Problem details: Rewrite the material from its beginning through the line containing "150L78 152L80 145L80", inclusive, so that "cabinet door panel" becomes "cupboard door panel" and nothing else changes. Return only those lines.

Data for this task:
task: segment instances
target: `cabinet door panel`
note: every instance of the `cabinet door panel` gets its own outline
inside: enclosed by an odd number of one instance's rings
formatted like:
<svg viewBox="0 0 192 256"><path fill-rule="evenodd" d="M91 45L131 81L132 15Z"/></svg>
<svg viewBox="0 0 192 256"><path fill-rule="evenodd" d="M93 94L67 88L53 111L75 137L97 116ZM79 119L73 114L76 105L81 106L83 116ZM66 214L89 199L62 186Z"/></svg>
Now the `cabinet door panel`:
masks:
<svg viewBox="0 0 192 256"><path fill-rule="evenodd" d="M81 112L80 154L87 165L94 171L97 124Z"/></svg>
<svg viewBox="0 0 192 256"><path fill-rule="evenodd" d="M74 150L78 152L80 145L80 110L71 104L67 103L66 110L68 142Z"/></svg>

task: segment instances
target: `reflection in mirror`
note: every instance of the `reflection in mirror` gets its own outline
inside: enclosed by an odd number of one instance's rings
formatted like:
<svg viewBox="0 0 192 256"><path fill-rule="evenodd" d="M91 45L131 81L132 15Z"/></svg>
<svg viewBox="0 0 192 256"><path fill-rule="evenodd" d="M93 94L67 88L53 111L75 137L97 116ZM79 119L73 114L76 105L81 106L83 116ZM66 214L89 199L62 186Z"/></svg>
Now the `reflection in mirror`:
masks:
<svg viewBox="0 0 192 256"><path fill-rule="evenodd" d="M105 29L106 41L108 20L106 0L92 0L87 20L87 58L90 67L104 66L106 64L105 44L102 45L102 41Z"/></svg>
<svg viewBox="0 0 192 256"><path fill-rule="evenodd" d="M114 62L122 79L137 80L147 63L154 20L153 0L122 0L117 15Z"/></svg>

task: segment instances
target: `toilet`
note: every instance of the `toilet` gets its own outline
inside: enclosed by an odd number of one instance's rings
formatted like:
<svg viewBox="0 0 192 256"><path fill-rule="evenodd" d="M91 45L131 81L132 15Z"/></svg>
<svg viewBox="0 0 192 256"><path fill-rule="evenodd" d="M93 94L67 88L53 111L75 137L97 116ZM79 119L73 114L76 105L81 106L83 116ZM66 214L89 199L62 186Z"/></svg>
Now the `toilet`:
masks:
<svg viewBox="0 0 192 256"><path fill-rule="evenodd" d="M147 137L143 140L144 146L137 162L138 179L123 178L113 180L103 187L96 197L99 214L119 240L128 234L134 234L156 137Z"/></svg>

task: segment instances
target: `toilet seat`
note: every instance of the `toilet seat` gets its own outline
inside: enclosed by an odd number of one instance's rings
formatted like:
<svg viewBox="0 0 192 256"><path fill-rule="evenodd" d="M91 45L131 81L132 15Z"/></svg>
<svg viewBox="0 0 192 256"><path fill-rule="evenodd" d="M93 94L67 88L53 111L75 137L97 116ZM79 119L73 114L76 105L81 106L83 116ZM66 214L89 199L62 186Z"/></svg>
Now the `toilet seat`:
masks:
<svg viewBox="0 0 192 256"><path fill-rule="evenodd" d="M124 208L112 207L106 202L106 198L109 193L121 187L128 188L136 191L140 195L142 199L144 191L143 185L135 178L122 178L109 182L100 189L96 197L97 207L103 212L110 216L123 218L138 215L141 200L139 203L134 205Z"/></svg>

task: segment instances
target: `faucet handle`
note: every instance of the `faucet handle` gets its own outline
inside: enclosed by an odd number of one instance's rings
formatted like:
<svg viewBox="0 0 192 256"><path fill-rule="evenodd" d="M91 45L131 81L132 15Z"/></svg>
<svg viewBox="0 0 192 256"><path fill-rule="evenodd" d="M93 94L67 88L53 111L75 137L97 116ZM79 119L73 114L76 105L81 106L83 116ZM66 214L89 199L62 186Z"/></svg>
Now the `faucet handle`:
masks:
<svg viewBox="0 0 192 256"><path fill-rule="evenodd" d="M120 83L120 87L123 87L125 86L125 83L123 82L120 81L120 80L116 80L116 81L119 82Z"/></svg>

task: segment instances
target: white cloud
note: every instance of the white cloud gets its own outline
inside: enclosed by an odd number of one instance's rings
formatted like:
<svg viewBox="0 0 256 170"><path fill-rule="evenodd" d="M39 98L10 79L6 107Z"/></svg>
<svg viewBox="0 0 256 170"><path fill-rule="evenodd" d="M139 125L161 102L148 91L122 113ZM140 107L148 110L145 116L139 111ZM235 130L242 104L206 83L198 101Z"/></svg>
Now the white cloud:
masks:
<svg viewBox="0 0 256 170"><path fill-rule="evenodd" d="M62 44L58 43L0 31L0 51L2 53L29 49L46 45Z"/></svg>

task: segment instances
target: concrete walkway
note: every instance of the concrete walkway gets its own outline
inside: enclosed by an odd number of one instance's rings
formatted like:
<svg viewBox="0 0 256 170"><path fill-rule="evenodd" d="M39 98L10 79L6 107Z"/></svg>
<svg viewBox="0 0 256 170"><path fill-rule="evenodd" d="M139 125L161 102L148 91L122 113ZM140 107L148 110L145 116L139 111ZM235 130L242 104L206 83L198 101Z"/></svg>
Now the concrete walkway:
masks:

Output of the exercise:
task: segment instances
target: `cupboard door panel`
note: every instance of the `cupboard door panel` gets its own outline
inside: enclosed by an odd number of one instance's rings
formatted like:
<svg viewBox="0 0 192 256"><path fill-rule="evenodd" d="M91 45L131 81L132 15Z"/></svg>
<svg viewBox="0 0 192 256"><path fill-rule="evenodd" d="M93 94L67 88L53 111L75 137L97 116ZM79 119L73 114L76 105L81 106L83 116ZM66 214L89 199L62 186Z"/></svg>
Now the `cupboard door panel`:
masks:
<svg viewBox="0 0 192 256"><path fill-rule="evenodd" d="M81 112L80 154L87 165L94 171L97 124Z"/></svg>
<svg viewBox="0 0 192 256"><path fill-rule="evenodd" d="M74 150L78 152L80 145L80 110L71 104L67 103L66 110L68 142Z"/></svg>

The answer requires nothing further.